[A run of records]

^^^^^^^^

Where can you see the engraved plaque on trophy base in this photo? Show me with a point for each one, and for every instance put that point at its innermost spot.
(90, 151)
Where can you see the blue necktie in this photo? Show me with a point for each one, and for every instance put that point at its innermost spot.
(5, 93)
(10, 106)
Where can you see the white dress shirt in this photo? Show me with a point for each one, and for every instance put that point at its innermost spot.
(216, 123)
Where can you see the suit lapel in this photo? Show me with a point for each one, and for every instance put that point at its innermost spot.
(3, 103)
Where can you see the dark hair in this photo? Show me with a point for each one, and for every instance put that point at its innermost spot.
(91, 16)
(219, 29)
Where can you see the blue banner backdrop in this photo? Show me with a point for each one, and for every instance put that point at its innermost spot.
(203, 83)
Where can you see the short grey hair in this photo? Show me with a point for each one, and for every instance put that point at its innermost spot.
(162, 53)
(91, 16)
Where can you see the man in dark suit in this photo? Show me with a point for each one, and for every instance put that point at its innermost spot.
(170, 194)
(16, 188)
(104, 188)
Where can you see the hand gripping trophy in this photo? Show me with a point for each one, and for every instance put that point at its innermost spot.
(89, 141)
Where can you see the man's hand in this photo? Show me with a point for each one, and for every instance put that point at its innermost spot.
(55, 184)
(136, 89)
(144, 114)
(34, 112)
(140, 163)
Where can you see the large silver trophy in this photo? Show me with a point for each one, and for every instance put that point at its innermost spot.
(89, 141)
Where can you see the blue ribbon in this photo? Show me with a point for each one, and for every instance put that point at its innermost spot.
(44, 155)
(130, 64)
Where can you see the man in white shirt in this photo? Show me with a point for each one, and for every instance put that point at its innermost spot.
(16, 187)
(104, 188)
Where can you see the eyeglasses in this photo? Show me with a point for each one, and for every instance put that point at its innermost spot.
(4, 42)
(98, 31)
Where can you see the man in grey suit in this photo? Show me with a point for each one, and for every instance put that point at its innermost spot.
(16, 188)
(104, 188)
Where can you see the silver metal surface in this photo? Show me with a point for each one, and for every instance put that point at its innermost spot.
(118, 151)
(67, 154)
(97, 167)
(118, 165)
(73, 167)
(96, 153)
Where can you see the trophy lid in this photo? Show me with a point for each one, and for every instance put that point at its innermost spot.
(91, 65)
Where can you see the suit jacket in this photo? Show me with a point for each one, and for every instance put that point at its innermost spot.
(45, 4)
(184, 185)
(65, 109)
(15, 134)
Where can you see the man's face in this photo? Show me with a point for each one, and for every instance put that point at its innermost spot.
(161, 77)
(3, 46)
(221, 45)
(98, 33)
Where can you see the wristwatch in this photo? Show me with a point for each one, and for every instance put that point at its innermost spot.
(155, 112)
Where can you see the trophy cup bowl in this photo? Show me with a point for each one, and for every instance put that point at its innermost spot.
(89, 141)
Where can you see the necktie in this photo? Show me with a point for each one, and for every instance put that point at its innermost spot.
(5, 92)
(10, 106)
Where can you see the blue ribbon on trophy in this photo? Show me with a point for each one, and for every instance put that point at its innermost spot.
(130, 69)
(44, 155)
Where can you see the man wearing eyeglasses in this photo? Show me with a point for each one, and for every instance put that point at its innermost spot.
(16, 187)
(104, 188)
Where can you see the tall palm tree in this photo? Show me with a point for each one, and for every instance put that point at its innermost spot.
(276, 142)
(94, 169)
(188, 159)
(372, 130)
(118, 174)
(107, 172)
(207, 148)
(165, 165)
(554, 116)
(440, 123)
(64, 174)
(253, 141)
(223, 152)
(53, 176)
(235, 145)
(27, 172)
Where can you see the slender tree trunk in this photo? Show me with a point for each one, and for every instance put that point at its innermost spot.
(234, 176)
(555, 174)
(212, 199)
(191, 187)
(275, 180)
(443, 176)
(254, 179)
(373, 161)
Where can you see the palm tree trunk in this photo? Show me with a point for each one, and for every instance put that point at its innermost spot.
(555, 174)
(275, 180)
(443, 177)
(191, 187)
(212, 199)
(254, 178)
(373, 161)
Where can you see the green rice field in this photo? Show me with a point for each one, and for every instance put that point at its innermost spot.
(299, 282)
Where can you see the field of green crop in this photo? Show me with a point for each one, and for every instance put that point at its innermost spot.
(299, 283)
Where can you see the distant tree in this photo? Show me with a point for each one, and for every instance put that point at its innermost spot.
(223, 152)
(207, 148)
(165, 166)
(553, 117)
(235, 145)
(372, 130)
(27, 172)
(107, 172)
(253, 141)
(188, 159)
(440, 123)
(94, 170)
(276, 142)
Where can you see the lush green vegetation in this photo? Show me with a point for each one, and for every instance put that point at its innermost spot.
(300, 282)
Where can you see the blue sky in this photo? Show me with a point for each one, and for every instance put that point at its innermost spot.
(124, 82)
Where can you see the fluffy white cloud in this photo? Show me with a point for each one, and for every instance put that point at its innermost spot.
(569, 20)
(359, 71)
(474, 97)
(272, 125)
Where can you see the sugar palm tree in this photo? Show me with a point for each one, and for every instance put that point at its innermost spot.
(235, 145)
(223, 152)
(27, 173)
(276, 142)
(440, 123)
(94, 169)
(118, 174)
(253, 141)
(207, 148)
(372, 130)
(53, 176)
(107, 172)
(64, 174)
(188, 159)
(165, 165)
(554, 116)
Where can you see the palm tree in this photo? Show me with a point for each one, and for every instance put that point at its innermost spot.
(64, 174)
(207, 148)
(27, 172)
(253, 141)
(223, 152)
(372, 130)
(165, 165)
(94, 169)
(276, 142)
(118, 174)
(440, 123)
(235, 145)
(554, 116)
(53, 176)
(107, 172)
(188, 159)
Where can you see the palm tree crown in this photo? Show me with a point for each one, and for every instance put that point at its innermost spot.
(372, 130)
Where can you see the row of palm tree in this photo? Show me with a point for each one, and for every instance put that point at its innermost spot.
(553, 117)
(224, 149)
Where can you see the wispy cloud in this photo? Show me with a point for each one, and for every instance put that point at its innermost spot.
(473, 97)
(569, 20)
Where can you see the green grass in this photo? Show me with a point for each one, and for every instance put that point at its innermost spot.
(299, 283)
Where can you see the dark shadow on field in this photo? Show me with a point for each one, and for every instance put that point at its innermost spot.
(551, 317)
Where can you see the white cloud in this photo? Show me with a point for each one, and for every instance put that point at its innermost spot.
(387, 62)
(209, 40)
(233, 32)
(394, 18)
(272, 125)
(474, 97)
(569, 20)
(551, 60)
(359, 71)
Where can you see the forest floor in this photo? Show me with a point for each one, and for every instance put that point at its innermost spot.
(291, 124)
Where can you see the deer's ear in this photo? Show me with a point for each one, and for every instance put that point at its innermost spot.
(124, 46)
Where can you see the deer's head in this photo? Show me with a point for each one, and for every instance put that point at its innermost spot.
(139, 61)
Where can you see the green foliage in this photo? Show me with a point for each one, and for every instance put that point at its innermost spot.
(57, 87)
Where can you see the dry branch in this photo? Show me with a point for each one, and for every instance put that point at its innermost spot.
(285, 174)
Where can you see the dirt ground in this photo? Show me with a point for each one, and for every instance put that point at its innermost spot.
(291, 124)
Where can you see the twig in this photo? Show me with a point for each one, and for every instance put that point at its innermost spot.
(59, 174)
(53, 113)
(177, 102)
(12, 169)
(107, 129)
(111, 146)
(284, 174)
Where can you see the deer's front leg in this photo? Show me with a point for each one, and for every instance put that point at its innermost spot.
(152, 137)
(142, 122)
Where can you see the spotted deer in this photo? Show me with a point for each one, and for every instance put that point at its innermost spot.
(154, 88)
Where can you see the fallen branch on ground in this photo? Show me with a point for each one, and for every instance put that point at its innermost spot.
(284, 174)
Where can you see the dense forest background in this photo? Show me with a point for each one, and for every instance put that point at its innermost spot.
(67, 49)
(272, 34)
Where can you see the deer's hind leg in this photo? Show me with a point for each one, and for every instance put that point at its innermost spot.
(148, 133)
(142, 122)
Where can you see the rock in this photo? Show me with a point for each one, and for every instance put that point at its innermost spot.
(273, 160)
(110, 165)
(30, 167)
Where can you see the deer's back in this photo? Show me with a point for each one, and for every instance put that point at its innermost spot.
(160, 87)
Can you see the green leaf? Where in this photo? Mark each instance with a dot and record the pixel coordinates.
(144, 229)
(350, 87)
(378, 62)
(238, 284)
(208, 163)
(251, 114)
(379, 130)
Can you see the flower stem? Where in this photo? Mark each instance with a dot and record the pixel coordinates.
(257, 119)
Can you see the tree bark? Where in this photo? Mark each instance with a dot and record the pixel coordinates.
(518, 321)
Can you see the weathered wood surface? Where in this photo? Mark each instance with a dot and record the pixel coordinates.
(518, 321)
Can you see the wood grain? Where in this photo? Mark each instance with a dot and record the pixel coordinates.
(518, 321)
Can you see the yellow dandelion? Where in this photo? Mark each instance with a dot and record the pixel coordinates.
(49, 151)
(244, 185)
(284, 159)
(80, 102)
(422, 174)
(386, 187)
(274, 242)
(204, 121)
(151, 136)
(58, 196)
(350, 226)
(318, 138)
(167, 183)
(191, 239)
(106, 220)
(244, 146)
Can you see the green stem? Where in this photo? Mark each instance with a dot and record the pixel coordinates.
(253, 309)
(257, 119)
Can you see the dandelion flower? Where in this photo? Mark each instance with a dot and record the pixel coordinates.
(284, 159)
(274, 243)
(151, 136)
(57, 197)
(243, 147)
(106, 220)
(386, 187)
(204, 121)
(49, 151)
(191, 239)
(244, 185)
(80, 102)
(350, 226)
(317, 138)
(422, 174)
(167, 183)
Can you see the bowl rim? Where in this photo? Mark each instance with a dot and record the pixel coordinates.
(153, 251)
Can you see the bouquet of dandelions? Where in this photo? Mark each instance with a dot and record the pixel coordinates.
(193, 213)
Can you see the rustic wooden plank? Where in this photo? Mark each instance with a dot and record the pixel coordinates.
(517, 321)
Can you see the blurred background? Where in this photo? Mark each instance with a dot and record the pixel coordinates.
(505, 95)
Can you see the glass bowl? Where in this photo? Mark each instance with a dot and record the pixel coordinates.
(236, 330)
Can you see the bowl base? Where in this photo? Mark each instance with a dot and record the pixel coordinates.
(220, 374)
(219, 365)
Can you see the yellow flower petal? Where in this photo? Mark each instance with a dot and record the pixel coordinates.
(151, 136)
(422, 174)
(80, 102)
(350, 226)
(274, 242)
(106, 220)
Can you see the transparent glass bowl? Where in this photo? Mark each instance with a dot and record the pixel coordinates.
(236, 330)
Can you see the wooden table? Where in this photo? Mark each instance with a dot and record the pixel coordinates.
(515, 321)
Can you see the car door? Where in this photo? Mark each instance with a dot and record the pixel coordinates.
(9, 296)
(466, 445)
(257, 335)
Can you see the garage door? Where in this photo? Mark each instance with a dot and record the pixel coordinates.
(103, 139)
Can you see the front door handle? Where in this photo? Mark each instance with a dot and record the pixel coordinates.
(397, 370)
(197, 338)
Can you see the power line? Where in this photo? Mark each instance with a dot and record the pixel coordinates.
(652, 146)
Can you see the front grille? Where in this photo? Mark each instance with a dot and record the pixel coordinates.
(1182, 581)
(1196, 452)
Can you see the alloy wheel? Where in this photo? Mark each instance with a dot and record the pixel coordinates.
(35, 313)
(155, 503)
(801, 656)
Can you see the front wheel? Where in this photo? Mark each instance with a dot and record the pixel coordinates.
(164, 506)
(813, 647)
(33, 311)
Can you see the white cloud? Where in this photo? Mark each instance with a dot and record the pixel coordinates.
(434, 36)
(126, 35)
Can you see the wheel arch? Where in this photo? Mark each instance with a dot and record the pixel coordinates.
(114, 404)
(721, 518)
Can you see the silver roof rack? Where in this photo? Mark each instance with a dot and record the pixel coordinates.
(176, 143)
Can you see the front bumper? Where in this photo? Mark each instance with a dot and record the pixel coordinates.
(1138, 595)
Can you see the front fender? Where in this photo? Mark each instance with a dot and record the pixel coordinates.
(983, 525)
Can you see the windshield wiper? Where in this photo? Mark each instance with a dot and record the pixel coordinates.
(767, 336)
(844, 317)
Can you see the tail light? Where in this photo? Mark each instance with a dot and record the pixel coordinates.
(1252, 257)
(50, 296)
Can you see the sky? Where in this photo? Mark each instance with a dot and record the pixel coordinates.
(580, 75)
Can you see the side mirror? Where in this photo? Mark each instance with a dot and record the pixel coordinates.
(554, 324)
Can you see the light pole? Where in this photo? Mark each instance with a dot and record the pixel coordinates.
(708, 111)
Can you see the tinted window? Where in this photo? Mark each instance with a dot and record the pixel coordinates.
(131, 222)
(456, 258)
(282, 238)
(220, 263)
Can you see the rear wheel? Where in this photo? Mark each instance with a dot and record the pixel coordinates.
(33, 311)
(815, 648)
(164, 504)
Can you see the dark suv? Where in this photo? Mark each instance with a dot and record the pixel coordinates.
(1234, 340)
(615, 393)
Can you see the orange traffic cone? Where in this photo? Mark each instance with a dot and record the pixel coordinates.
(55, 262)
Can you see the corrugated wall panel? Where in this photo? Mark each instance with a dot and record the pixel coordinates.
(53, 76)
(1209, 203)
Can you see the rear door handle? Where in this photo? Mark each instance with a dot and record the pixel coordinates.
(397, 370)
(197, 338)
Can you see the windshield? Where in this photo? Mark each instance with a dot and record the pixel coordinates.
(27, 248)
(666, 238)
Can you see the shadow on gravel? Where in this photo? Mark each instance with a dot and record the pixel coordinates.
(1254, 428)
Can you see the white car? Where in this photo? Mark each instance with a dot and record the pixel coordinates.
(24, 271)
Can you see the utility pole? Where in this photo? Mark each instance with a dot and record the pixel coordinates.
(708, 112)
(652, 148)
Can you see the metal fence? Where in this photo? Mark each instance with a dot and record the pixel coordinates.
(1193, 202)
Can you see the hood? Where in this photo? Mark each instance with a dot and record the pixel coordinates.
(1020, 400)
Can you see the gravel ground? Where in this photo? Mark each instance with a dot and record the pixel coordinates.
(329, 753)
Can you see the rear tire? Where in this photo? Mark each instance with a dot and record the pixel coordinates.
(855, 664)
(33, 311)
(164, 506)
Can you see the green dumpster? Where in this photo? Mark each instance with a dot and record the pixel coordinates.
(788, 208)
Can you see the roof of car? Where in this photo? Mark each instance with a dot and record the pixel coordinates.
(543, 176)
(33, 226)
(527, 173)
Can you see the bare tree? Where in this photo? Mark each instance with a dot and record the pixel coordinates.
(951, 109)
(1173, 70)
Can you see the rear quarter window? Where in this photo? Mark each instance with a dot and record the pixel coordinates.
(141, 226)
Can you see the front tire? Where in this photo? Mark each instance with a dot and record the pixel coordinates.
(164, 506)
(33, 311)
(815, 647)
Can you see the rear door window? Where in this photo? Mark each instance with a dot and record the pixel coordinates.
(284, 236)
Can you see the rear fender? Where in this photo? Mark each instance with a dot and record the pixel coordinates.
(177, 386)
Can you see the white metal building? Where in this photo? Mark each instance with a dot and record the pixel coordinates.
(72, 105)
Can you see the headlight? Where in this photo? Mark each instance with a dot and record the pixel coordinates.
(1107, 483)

^^^^^^^^

Task prompt — Retype the data from the line containing "Can you see the white metal" through the final line, keeping each line identical to the original.

The answer —
Can you see the white metal building? Where in this photo? Mark each instance with a dot and record the pixel coordinates.
(72, 105)
Can you see the headlight? Where in this photo? Mark each instance with a dot and record the pixel coordinates.
(1107, 483)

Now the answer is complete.